— start AVAILABLE DATA —
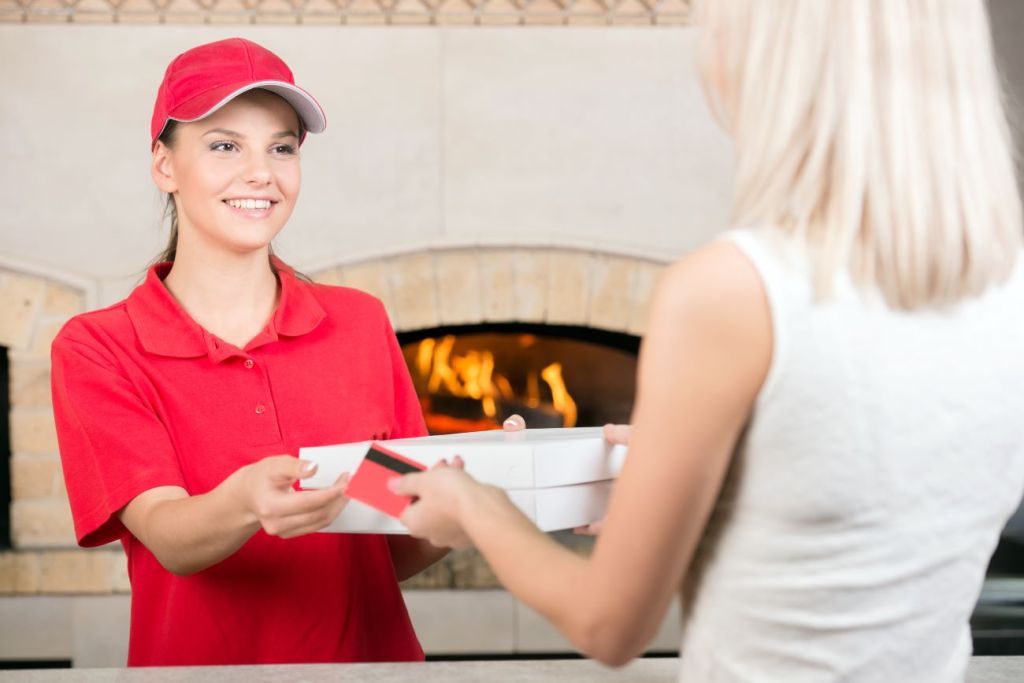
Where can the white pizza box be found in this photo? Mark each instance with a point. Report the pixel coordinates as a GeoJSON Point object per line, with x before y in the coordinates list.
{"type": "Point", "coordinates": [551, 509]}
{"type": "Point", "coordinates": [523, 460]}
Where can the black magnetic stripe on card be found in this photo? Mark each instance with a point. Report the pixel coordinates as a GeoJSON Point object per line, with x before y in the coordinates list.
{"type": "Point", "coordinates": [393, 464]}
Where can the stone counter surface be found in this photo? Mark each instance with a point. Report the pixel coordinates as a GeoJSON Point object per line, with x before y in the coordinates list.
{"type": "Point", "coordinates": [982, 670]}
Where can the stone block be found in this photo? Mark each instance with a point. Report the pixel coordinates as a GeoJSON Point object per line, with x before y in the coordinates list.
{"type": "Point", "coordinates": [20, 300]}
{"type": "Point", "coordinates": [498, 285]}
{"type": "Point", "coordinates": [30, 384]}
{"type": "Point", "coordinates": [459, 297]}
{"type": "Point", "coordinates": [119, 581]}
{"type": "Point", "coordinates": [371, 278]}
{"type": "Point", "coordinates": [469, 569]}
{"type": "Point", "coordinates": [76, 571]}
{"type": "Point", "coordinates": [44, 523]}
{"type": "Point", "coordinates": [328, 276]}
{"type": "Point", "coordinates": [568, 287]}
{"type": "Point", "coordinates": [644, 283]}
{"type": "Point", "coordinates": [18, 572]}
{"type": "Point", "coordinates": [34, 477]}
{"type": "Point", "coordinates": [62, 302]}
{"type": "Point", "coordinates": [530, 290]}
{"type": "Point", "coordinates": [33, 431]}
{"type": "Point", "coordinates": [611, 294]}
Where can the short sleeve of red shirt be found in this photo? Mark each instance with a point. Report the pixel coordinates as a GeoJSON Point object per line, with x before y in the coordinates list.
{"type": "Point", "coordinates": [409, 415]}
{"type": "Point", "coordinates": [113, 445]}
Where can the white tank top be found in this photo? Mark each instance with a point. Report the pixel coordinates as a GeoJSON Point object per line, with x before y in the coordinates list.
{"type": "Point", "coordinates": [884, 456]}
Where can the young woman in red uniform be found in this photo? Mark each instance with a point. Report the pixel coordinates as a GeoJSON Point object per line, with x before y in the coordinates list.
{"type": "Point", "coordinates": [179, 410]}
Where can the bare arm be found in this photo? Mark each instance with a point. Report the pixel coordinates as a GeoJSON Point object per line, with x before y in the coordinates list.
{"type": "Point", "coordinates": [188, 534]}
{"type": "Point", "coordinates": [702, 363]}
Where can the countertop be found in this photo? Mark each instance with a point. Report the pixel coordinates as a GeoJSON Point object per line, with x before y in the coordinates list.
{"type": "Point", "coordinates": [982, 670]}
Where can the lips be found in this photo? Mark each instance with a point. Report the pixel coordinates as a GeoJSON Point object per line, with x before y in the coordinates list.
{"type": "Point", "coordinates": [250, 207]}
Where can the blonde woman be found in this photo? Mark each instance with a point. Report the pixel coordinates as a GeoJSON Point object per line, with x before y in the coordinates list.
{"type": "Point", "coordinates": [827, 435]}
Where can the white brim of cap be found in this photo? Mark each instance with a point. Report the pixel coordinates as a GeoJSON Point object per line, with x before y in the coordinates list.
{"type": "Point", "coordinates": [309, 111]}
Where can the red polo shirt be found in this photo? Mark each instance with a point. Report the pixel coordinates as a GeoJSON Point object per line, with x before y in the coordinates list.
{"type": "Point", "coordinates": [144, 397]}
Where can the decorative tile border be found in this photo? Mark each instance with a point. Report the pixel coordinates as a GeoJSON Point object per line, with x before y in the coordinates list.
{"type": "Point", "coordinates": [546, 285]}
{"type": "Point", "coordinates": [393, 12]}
— end AVAILABLE DATA —
EXERCISE BRIEF: Can you give the stretch from the line containing "Where can the decorative" through the end of the records as a JSON list of strings, one string per line, with blank lines left out?

WRITTEN ANSWER:
[
  "Where can the decorative tile border be found in this photo? Mark each instance with a point. Report the pixel coordinates as a GeoJSON Point object per line, with x before y in the coordinates list.",
  "{\"type\": \"Point\", \"coordinates\": [546, 285]}",
  "{\"type\": \"Point\", \"coordinates\": [393, 12]}"
]